======== GIVEN INFORMATION ========

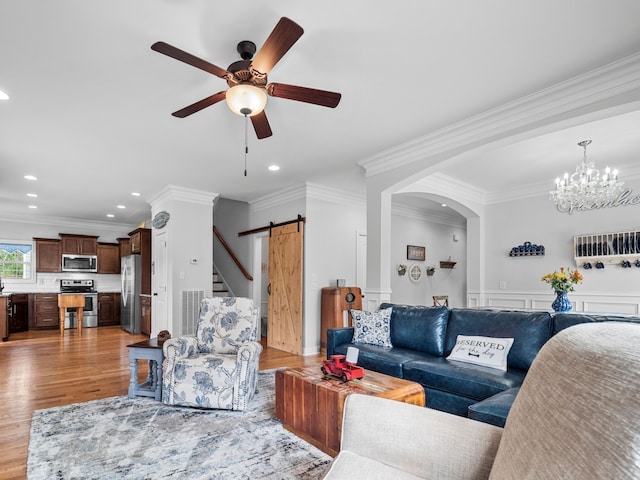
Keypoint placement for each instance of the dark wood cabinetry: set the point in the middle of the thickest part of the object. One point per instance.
(48, 255)
(19, 316)
(43, 310)
(80, 244)
(108, 258)
(4, 324)
(141, 245)
(145, 315)
(108, 309)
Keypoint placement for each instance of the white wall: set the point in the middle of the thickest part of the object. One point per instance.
(189, 236)
(231, 217)
(536, 220)
(438, 238)
(333, 220)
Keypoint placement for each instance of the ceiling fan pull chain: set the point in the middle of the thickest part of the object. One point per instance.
(246, 141)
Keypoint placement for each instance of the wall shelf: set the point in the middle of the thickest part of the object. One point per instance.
(447, 264)
(600, 249)
(527, 249)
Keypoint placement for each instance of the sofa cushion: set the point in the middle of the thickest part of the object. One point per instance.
(487, 351)
(418, 328)
(387, 360)
(494, 410)
(529, 330)
(372, 327)
(565, 320)
(464, 379)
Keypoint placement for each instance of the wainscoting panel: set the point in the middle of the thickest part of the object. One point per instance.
(587, 303)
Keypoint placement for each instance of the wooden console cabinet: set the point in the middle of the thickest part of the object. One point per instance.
(334, 301)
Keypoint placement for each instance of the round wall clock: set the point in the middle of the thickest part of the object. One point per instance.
(415, 273)
(161, 219)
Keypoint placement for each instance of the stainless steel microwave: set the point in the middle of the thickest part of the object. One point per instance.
(79, 263)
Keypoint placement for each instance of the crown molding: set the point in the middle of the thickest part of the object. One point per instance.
(67, 222)
(334, 195)
(278, 198)
(416, 213)
(599, 85)
(174, 192)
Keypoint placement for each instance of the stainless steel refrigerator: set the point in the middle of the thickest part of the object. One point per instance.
(130, 293)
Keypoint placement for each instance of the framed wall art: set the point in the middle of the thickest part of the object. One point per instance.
(415, 252)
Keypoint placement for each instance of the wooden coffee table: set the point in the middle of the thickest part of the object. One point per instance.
(311, 404)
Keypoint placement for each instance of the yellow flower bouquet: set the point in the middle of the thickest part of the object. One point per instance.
(564, 280)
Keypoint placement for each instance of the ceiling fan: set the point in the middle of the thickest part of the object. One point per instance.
(247, 78)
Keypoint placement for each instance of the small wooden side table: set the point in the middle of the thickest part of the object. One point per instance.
(311, 404)
(71, 301)
(150, 350)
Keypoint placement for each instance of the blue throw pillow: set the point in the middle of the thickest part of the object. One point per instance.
(372, 327)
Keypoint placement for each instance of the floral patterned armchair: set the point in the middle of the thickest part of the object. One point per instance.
(218, 367)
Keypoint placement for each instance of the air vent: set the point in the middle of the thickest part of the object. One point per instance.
(191, 310)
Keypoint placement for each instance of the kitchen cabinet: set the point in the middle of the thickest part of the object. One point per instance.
(79, 244)
(108, 258)
(43, 311)
(141, 245)
(145, 315)
(108, 309)
(48, 255)
(4, 326)
(19, 317)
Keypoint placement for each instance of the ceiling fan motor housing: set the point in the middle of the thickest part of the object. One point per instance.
(242, 73)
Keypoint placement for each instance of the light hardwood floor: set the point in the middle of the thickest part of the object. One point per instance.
(41, 369)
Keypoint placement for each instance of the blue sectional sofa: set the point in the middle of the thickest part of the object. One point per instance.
(422, 338)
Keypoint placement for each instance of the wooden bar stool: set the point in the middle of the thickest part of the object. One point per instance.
(71, 301)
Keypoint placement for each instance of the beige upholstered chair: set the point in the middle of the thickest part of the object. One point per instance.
(218, 367)
(577, 416)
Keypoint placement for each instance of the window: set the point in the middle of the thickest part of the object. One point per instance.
(16, 261)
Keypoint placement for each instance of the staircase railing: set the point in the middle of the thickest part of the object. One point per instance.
(233, 256)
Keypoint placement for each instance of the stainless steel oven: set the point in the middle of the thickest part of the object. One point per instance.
(90, 310)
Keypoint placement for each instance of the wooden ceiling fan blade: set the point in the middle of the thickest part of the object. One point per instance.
(181, 55)
(284, 35)
(261, 125)
(304, 94)
(196, 107)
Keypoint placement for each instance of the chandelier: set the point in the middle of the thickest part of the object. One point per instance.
(586, 189)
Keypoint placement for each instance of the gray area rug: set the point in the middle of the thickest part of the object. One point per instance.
(122, 438)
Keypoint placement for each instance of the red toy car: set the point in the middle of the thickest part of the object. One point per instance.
(337, 365)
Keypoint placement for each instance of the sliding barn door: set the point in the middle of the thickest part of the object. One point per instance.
(284, 327)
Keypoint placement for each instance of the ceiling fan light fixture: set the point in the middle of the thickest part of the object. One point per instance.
(244, 99)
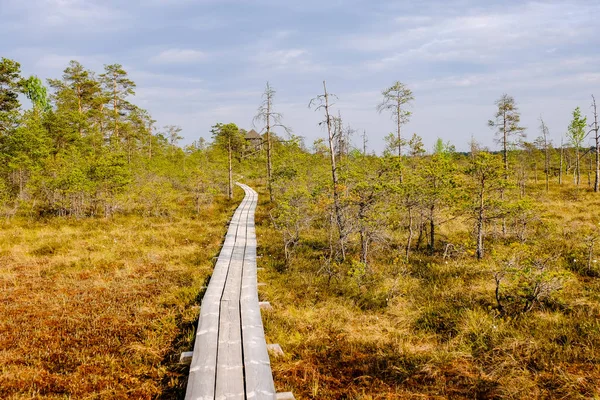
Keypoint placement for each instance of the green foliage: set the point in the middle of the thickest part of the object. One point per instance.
(576, 129)
(9, 94)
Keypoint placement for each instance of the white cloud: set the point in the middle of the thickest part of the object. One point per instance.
(179, 56)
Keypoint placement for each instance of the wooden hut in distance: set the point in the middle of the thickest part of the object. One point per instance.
(254, 141)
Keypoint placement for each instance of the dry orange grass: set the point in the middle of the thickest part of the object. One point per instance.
(438, 335)
(102, 309)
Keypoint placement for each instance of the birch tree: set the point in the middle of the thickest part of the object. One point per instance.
(506, 123)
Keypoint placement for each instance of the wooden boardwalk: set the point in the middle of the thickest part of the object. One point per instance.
(230, 358)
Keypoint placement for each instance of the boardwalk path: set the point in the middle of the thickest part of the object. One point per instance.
(230, 358)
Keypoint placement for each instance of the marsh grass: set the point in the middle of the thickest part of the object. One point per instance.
(430, 328)
(102, 308)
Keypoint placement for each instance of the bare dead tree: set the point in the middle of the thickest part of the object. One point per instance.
(546, 148)
(322, 102)
(271, 119)
(596, 131)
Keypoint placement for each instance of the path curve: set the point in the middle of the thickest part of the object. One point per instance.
(230, 358)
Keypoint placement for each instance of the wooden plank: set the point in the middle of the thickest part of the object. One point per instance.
(230, 358)
(259, 378)
(230, 365)
(201, 381)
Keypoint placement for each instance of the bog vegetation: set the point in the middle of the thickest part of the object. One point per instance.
(420, 273)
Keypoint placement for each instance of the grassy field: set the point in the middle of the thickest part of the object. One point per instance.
(430, 328)
(102, 308)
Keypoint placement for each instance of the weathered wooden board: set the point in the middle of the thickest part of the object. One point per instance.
(230, 358)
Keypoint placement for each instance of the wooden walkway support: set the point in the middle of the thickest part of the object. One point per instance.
(230, 358)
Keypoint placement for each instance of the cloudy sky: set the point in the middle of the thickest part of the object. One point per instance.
(198, 62)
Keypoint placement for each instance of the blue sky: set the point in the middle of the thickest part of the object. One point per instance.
(198, 62)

========

**TASK OBJECTIVE**. What is needed is an exact copy of every entry, minus the images.

**SOLUTION FOR THIS EXERCISE**.
Keypoint placement for each instance of the dark wood cabinetry: set the point in the middle of the thickest part of the object. One point per instance.
(48, 255)
(19, 316)
(43, 310)
(80, 244)
(108, 258)
(4, 324)
(141, 245)
(145, 315)
(108, 309)
Keypoint placement for each instance of the white wall: set the point in the middle of the thickest part of the object. One point per instance.
(189, 236)
(231, 217)
(536, 220)
(438, 238)
(333, 220)
Keypoint placement for each instance of the ceiling fan pull chain: set the point in the middle of the thickest part of the object. One point per instance.
(246, 141)
Keypoint placement for each instance of the wall shelf: set the point in the middle of the thickest part of the object. One point per instance.
(447, 264)
(600, 249)
(527, 249)
Keypoint placement for each instance of the sofa cushion: set the point in the middle of the thickest part of the object. One point per instance.
(487, 351)
(418, 328)
(387, 360)
(494, 410)
(529, 330)
(372, 327)
(565, 320)
(464, 379)
Keypoint placement for each instance of the wainscoting panel: set the point in the middle of the thickest part of the object. One point per instance.
(587, 303)
Keypoint placement for each instance of the wooden console cabinet: set the point in the middle of the thickest part of the object. One point per instance.
(334, 301)
Keypoint placement for each instance of the round wall clock: set the point in the middle of the thickest part of the object. One point per instance.
(415, 273)
(161, 219)
Keypoint placement for each instance of the stainless steel microwave: set the point in the middle of the thickest part of the object. One point per instance.
(79, 263)
Keypoint placement for each instance of the crown molding: set the point in the middle of the thickest part of the object. One point per instance.
(67, 222)
(334, 195)
(278, 198)
(416, 213)
(599, 85)
(174, 192)
Keypoint placement for each instance of the stainless steel refrigerator: set the point in the middle of the thickest part of the object. One point per instance.
(130, 293)
Keypoint placement for each instance of the framed wall art: set the point in the middle of the thickest part of the object. One point per instance.
(415, 252)
Keypoint placement for each instance of the wooden coffee table: set the point in the middle of the thickest part of the object. One point per instance.
(311, 404)
Keypoint placement for each instance of the yellow flower bouquet: set the point in the middle of the thickest part of the object. One point per instance.
(564, 280)
Keypoint placement for each instance of the ceiling fan: set the point in the middle of the thickest part of the object. One point per instance.
(247, 78)
Keypoint placement for each instance of the small wooden side table: set the point in the middle of the thickest part of the object. One point per instance.
(311, 404)
(71, 301)
(150, 350)
Keypoint placement for each instance of the blue throw pillow: set the point in the middle of the thickest part of the object. One point per instance.
(372, 327)
Keypoint placement for each instance of the floral patterned armchair: set the point in the middle of the thickest part of the object. One point per instance.
(218, 367)
Keypoint placement for each instance of the air vent: set the point in the middle of the thickest part of the object. One point per instance.
(191, 310)
Keypoint placement for each instance of the kitchen cabinet: set the point in the middle of the thickest part of the object. One point per instance.
(79, 244)
(108, 258)
(43, 311)
(141, 245)
(145, 315)
(108, 309)
(48, 255)
(4, 326)
(19, 317)
Keypoint placement for each instance of the ceiling fan motor housing: set the point in the middle of the thickest part of the object. One point per instance.
(242, 73)
Keypoint placement for each instance of the light hardwood floor: set the point in the middle of the thickest part of the object. One point per instance.
(41, 369)
Keypoint placement for each instance of the blue sectional sofa: set the point in the middle of the thickest part of the object. One point per instance.
(422, 338)
Keypoint placement for each instance of the wooden bar stool: set the point in the middle of the thickest part of the object. One point per instance.
(71, 301)
Keypoint placement for each instance of the beige upholstered chair: set the point in the middle of the thickest part of the object. One point per instance.
(218, 367)
(577, 416)
Keypoint placement for each instance of the window: set the point in the middle of the thickest part of the object. One point per instance.
(16, 261)
Keypoint placement for each instance of the staircase railing: set the point in the middle of the thickest part of the object. One point per instance.
(233, 256)
Keypoint placement for each instance of the stainless steel oven: set the point in the middle of the thickest part of the object. One point per instance.
(90, 310)
Keypoint placement for each instance of the wooden ceiling fan blade: set the point in the middle of the thickest part of the object. One point per instance.
(181, 55)
(284, 35)
(261, 125)
(304, 94)
(196, 107)
Keypoint placement for each instance of the chandelier: set the point in the middle of the thickest part of the object. One point per instance.
(586, 189)
Keypoint placement for each instance of the gray area rug: set the point in the middle of the thickest part of the object. One point per instance.
(122, 438)
Keypoint placement for each instance of the red toy car: set the point in the middle of the thickest part of the object. One point per instance.
(337, 365)
Keypoint placement for each instance of the sliding barn door: set the point in the middle of the thickest part of the object. One point per instance.
(284, 327)
Keypoint placement for each instance of the ceiling fan light fixture: set the point in the middle of the thickest part of the object. One point per instance.
(244, 99)
Keypoint placement for each instance of the green foliage: set the point in the middle of the thickest part of the object. One point per instance.
(576, 129)
(9, 94)
Keypoint placement for each instance of the white cloud: set the point in the middle of the thickest part of the object. One point per instance.
(179, 56)
Keypoint placement for each instance of the wooden hut in distance: set the point in the middle of the thickest part of the object. One point per instance.
(254, 141)
Keypoint placement for each instance of the dry orange grass: set the point in the middle of the thickest part of the object. One point per instance.
(438, 335)
(102, 309)
Keypoint placement for each instance of the birch tree: set the point in the middle of the thickest part of the object. One point per instance.
(506, 123)
Keypoint placement for each instance of the wooden boardwalk: set the point in the middle of the thickest part of the object. One point per instance.
(230, 358)
Keypoint placement for each instance of the boardwalk path: set the point in the middle of the thickest part of the object. One point per instance.
(230, 358)
Keypoint placement for each instance of the marsh grass: set the point in the middle of the thickest part of the object. One point per instance.
(430, 328)
(102, 308)
Keypoint placement for each instance of the bare dead tree: set the point in the middle of the thickest part of the object. One point per instance.
(546, 148)
(322, 102)
(271, 119)
(596, 131)
Keypoint placement for each instance of the path curve: set the point in the middle of the thickest part of the object. One point per instance.
(230, 358)
Keypoint placement for each instance of the wooden plank: set the point in the middle of the thickest part of the object. One point per instance.
(230, 358)
(259, 378)
(230, 365)
(201, 381)
Keypoint placement for each instance of the bog vegetation: set the point in the middle of the thickest part of the object. One point per instance.
(420, 273)
Keypoint placement for each instance of the grassy field: set the point in the middle of the thickest part of the object. One point per instance.
(430, 328)
(102, 308)
Keypoint placement for each instance of the weathered wooden board: set the point in the middle of the thickest part of the object. One point per instance.
(230, 358)
Keypoint placement for each instance of the wooden walkway support: set the point in the middle of the thickest part of the object. One point per instance.
(230, 358)
Keypoint placement for each instance of the cloudy sky: set the point in the middle of the thickest part of the object. One point per instance.
(198, 62)
Keypoint placement for each instance of the blue sky: set the point in the middle of the thickest part of the object. One point per instance.
(198, 62)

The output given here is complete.